◆ The problem
Each of the lines from the one that contains "Each instance of the green" to the end of the entries below should be output exactly.

=======

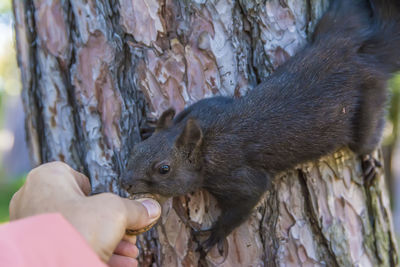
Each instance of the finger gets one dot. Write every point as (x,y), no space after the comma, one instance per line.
(141,212)
(125,248)
(83,182)
(122,261)
(130,238)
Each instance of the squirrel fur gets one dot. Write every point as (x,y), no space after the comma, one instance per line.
(330,94)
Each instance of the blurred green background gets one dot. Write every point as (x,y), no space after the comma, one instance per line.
(14,159)
(13,153)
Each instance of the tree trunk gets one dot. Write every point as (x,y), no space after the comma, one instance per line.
(96,73)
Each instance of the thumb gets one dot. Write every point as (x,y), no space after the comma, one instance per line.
(141,212)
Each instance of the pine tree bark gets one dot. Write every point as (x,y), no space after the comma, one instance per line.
(96,73)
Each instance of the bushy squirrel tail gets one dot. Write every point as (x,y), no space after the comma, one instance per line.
(372,26)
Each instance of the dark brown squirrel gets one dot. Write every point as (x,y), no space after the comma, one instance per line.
(331,94)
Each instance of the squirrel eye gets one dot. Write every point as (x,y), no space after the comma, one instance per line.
(164,169)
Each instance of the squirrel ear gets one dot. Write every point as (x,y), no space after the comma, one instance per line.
(165,119)
(191,137)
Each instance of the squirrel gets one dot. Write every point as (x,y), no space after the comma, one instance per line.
(330,94)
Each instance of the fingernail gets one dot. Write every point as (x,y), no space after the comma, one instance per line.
(152,207)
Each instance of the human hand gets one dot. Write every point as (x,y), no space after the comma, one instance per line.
(101,219)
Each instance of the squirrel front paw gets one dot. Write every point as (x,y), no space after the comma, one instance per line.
(369,166)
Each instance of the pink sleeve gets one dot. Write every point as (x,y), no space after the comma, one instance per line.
(43,241)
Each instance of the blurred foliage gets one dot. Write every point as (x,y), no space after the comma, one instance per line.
(10,86)
(393,121)
(7,190)
(5,6)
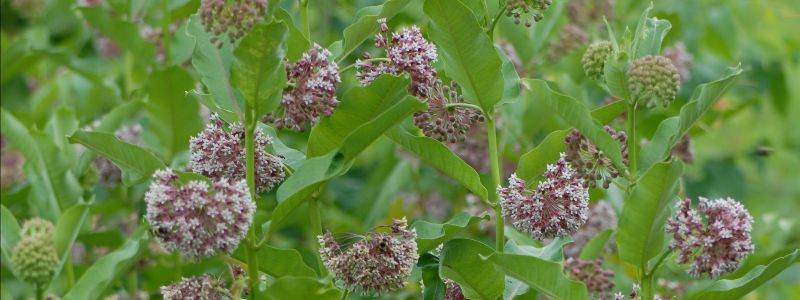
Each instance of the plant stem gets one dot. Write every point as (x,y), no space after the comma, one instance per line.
(495,162)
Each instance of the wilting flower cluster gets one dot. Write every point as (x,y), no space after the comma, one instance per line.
(714,239)
(233,18)
(34,256)
(195,218)
(558,206)
(529,10)
(654,79)
(590,163)
(200,287)
(312,92)
(442,122)
(594,59)
(406,52)
(377,264)
(219,153)
(599,281)
(601,217)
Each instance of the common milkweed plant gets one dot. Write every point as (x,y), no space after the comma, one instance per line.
(214,149)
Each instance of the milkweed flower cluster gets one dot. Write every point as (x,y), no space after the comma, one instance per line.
(198,219)
(529,10)
(558,206)
(234,18)
(601,217)
(312,93)
(590,163)
(594,59)
(654,79)
(34,257)
(714,239)
(599,281)
(406,52)
(219,153)
(200,287)
(377,264)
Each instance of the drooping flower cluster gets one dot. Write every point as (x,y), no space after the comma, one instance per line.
(599,281)
(714,239)
(231,18)
(377,264)
(601,217)
(558,206)
(407,52)
(200,287)
(196,219)
(218,153)
(654,79)
(590,163)
(446,124)
(528,10)
(312,93)
(34,256)
(681,59)
(594,59)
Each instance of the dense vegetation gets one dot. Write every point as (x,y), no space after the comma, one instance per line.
(400,149)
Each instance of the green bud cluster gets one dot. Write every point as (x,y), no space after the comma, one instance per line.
(594,59)
(654,79)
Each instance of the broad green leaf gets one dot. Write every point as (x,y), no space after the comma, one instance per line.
(258,70)
(594,248)
(290,288)
(672,129)
(543,275)
(737,288)
(136,163)
(213,64)
(440,157)
(359,107)
(463,261)
(430,235)
(640,234)
(579,116)
(108,268)
(278,262)
(467,53)
(367,24)
(173,116)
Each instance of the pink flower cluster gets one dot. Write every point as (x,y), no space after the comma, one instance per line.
(196,219)
(378,264)
(558,207)
(715,238)
(312,93)
(218,153)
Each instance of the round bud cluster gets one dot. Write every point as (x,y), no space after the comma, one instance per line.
(601,217)
(590,163)
(594,59)
(234,18)
(407,52)
(715,238)
(312,93)
(201,287)
(558,207)
(529,10)
(218,153)
(196,219)
(655,79)
(570,38)
(442,122)
(599,281)
(34,257)
(377,264)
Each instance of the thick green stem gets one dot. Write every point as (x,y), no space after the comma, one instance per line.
(495,164)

=======

◆ Answer to the exercise
Each instance of the green bud cluster gets one dot. Write every point as (x,y), no space after the comma, one instance per line.
(594,59)
(654,79)
Each instance of the broad green leaf gets one dot. Write every point as (x,y), no space after the comma, one instance per line.
(258,70)
(594,248)
(290,288)
(672,129)
(543,275)
(737,288)
(136,163)
(213,64)
(440,157)
(359,107)
(463,261)
(430,235)
(640,234)
(579,116)
(108,268)
(278,262)
(467,53)
(367,24)
(173,116)
Each instance of the pink flower cluster gets one dot. Write every point as (x,y), no space after the comma, one instance per line.
(196,219)
(378,264)
(558,207)
(715,238)
(312,93)
(218,153)
Each instance of the round bud cluster gets one dot. Write every point as (x,y), no space after the comma, one instance per line.
(601,217)
(590,163)
(594,59)
(234,18)
(407,52)
(715,238)
(312,93)
(201,287)
(558,207)
(529,10)
(218,153)
(196,219)
(655,79)
(570,38)
(442,122)
(599,281)
(34,257)
(377,264)
Each instance of the thick green stem gets one dot. Write every point as (x,y), no space after the comma, one instance per line.
(495,164)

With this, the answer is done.